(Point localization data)
──────────────────────────────

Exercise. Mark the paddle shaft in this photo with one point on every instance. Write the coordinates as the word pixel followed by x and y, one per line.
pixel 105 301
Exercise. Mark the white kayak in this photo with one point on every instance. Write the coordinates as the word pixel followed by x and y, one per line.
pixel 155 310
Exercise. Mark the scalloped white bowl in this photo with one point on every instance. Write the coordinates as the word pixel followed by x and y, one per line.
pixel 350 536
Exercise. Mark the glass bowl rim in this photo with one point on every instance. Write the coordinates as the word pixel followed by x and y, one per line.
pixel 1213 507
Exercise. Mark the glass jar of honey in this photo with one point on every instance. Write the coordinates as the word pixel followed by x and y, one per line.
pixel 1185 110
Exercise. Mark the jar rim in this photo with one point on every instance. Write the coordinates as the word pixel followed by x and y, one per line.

──────────────────────────────

**Task requirements**
Beginning at the line that contains "Exercise. Mark the white" and ending at the last line above, copy each line without any change.

**Answer space**
Exercise. Mark the white kayak in this photo with one point on every instance. Write the coordinates as the word pixel followed by x and y, one per line.
pixel 155 310
Exercise. Mark the scalloped white bowl in this photo with one point on every instance. Write the coordinates as the word pixel followed by x and y, one per line.
pixel 350 536
Exercise. Mark the glass bowl rim in this photo with one point on every instance. Write the coordinates as the word pixel followed by x and y, one per line.
pixel 1213 507
Exercise. Mark the glass jar of honey in this photo with one point on every instance. Write the coordinates as the word pixel followed by x and y, one per line.
pixel 1185 110
Exercise. Mark the jar rim in this photo with one point on every instance. Write the coordinates as the word pixel followed by x and y, one per line.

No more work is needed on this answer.